WHAT THE TASK REQUIRES
From the line that contains "Target: tall wooden post" through the line that contains "x=97, y=149", output every line of the listing below exactly and leave out all the rest.

MATERIAL SUPPLIED
━━━━━━━━━━━━━━━━━━━━━━━━━━━━━━
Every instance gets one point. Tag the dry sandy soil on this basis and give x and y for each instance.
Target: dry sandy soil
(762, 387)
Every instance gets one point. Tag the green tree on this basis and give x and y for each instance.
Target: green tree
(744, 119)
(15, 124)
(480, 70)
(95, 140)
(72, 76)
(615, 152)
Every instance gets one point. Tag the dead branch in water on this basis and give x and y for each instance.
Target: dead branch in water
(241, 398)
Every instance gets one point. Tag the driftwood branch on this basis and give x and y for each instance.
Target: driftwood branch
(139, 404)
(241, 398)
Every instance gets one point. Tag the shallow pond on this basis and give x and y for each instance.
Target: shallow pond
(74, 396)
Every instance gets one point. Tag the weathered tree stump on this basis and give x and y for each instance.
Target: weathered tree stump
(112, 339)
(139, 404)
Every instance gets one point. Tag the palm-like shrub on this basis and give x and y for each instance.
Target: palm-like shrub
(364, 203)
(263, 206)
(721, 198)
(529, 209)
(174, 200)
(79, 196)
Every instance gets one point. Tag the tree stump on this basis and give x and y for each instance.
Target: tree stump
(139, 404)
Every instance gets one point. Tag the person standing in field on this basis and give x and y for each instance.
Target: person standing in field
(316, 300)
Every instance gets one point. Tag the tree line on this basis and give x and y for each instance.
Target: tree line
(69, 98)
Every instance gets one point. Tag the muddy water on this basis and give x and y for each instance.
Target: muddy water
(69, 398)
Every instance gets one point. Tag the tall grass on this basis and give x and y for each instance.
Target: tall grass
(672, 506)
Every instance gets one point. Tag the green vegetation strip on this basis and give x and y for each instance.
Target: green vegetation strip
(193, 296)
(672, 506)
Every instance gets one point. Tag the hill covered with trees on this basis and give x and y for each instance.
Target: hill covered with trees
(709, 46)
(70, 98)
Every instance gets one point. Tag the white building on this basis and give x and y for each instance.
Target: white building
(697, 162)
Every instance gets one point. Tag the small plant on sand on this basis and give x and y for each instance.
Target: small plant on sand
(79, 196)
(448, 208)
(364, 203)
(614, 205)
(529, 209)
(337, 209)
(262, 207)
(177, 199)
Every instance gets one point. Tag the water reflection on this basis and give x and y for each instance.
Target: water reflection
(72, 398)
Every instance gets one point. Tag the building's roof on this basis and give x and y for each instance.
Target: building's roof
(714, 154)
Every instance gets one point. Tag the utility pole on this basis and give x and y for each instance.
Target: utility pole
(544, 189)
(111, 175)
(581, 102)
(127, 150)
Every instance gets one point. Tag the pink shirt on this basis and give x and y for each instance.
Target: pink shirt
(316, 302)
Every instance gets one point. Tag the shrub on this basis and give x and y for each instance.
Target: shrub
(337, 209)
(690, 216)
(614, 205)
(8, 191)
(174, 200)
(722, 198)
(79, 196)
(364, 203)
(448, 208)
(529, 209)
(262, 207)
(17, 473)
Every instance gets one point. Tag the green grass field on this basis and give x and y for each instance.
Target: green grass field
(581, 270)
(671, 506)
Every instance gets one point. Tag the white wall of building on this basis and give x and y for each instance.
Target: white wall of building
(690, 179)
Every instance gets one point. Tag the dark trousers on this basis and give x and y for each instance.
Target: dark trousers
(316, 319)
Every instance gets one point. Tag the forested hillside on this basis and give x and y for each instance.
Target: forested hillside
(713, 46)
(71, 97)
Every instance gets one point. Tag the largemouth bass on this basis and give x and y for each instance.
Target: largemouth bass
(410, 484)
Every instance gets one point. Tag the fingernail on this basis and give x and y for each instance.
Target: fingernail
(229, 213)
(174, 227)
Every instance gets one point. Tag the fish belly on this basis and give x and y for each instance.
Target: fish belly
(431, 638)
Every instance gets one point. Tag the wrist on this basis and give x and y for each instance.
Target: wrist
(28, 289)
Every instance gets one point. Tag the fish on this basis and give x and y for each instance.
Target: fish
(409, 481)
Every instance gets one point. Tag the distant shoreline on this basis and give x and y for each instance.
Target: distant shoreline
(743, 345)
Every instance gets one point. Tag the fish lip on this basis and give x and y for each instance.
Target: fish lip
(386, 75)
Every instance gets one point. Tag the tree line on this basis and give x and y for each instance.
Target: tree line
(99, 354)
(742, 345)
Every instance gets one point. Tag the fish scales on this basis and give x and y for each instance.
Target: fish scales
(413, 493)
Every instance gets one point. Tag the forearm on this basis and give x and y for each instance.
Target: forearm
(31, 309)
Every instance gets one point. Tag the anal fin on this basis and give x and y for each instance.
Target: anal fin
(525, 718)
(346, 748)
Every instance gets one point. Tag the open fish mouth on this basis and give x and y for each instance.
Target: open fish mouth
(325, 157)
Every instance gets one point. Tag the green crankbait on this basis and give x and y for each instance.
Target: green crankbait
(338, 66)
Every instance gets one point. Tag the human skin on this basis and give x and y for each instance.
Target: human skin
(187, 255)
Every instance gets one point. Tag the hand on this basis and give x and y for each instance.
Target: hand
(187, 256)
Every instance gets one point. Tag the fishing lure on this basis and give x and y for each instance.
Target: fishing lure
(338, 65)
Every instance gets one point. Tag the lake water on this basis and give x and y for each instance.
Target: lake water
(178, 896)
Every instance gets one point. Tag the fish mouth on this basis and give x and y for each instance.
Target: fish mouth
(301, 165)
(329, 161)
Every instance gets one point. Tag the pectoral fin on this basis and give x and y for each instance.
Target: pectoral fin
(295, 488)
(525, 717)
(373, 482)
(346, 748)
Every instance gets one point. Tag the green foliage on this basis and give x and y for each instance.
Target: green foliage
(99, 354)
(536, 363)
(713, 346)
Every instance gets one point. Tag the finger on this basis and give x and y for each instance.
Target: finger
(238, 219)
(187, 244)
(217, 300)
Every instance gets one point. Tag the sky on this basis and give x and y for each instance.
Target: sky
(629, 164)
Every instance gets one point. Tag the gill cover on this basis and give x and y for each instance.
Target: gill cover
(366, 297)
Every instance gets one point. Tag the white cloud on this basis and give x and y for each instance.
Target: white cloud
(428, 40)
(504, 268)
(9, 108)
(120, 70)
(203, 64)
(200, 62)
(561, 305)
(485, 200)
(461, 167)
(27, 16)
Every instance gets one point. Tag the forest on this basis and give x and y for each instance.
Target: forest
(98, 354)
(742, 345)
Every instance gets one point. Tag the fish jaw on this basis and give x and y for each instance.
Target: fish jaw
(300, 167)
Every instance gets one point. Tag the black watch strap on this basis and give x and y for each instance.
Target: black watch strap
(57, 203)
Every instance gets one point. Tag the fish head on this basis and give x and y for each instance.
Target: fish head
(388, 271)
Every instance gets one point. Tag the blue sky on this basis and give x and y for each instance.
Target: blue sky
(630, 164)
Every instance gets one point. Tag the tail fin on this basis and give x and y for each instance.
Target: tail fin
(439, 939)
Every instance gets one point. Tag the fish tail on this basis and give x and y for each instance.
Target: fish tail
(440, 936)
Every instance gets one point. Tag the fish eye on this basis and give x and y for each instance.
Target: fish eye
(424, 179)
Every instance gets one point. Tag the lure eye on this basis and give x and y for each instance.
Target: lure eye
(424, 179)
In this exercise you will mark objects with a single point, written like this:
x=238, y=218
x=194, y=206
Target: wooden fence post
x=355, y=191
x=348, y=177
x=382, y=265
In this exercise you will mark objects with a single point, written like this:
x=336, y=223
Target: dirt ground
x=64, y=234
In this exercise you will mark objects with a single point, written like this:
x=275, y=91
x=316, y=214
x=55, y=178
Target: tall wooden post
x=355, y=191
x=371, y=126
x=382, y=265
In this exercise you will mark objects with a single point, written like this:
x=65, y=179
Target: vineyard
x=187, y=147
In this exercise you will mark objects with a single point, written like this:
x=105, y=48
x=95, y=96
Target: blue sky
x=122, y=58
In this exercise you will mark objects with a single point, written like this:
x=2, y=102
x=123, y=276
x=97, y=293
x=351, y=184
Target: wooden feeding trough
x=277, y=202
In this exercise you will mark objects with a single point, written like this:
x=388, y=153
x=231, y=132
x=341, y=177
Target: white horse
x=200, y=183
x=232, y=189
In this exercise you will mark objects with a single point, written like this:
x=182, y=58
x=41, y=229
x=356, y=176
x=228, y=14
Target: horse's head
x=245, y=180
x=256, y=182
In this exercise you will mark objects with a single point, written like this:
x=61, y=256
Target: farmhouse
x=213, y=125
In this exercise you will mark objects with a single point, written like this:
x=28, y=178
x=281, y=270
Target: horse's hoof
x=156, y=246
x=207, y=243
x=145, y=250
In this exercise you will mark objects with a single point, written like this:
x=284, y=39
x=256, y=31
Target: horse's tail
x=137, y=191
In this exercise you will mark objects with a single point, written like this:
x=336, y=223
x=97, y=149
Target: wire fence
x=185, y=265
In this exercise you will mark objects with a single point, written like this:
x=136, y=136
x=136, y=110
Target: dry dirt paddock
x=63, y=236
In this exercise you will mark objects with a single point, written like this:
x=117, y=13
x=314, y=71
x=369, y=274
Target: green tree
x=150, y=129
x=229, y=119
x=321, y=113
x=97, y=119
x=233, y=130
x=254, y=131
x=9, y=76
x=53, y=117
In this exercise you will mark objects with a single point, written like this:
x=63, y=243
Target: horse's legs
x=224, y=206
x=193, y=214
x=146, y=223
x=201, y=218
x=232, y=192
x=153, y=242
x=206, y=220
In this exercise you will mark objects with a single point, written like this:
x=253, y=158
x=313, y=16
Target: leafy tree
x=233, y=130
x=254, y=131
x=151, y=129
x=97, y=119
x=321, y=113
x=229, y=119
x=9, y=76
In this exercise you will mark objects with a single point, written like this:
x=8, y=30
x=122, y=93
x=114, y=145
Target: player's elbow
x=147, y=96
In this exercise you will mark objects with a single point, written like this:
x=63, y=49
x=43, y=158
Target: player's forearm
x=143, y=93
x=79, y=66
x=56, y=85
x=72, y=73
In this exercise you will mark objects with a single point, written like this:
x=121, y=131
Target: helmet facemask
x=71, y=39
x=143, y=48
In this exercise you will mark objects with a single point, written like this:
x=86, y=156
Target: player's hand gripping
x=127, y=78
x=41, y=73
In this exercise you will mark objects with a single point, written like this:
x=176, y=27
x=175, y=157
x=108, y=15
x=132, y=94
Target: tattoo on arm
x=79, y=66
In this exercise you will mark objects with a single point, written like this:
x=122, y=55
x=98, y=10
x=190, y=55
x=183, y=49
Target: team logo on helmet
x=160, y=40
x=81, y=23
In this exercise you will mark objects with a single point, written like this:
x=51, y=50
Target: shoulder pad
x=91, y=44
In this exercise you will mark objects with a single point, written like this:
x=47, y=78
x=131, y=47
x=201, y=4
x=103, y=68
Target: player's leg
━━━━━━━━━━━━━━━━━━━━━━━━━━━━━━
FINISHED TASK
Target: tall wooden post
x=355, y=191
x=371, y=126
x=382, y=265
In this exercise you will mark objects with a single point, written like this:
x=65, y=179
Target: vineyard
x=187, y=147
In this exercise you will mark objects with a single point, written like this:
x=105, y=48
x=95, y=96
Target: blue sky
x=122, y=58
In this exercise you will mark objects with a single point, written like this:
x=2, y=102
x=123, y=276
x=97, y=293
x=351, y=184
Target: wooden feeding trough
x=277, y=202
In this exercise you will mark objects with a single point, written like this:
x=388, y=153
x=231, y=132
x=341, y=177
Target: white horse
x=200, y=183
x=232, y=189
In this exercise you will mark objects with a single point, written like this:
x=182, y=58
x=41, y=229
x=356, y=176
x=228, y=14
Target: horse's head
x=245, y=180
x=256, y=182
In this exercise you will mark objects with a single point, written like this:
x=61, y=256
Target: farmhouse
x=213, y=125
In this exercise you will mark objects with a single point, written like this:
x=28, y=178
x=281, y=270
Target: horse's hoof
x=156, y=246
x=207, y=243
x=145, y=250
In this exercise you will mark objects with a single point, written like this:
x=284, y=39
x=256, y=31
Target: horse's tail
x=137, y=191
In this exercise you will mark objects with a single point, written like this:
x=336, y=223
x=97, y=149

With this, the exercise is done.